▼
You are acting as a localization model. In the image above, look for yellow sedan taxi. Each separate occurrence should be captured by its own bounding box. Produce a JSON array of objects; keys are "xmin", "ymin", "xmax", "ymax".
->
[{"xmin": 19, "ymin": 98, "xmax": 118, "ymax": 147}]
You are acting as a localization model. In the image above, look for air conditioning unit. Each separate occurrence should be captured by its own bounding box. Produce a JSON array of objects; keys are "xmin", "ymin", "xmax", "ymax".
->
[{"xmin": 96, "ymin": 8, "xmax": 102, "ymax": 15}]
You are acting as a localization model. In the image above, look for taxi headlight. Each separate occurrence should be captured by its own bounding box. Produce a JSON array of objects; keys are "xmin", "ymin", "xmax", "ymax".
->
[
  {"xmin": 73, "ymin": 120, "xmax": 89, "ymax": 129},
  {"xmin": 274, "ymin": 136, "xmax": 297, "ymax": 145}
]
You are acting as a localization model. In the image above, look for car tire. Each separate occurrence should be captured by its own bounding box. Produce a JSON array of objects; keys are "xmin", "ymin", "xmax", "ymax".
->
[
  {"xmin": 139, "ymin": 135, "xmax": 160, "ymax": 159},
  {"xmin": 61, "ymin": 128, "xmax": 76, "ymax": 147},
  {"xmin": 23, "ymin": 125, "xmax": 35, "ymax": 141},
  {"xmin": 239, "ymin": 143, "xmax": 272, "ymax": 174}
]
▲
TO BE DONE → Please put every line from the one containing "look for air" through the end of the items into a Markdown table with the columns Row and Line, one numbered row per line, and leave out any blank lines.

RESPONSE TO THE TASK →
| Row | Line |
|---|---|
| 1 | You are acting as a localization model. In the image above, look for air conditioning unit. Each separate occurrence should be captured by its own bounding box. Produce a JSON array of objects; keys are "xmin", "ymin", "xmax", "ymax". |
| 2 | -> |
| 3 | [{"xmin": 96, "ymin": 8, "xmax": 102, "ymax": 15}] |
| 4 | You are acting as a localization model. In the image above, look for taxi headlight. Each separate occurrence should be captured by its own bounding box. Produce a JSON array of objects; keys are "xmin", "ymin", "xmax", "ymax". |
| 5 | -> |
| 6 | [ |
| 7 |   {"xmin": 73, "ymin": 120, "xmax": 89, "ymax": 129}, |
| 8 |   {"xmin": 274, "ymin": 136, "xmax": 297, "ymax": 145} |
| 9 | ] |
| 10 | You are acting as a localization model. In the image above, look for car tire. Each separate occurrence should be captured by its own bounding box. Produce a JSON array of objects; keys are "xmin", "ymin", "xmax", "ymax". |
| 11 | -> |
| 12 | [ |
| 13 |   {"xmin": 139, "ymin": 135, "xmax": 160, "ymax": 159}, |
| 14 |   {"xmin": 61, "ymin": 128, "xmax": 76, "ymax": 147}, |
| 15 |   {"xmin": 23, "ymin": 125, "xmax": 35, "ymax": 141}, |
| 16 |   {"xmin": 239, "ymin": 143, "xmax": 272, "ymax": 174} |
| 17 | ] |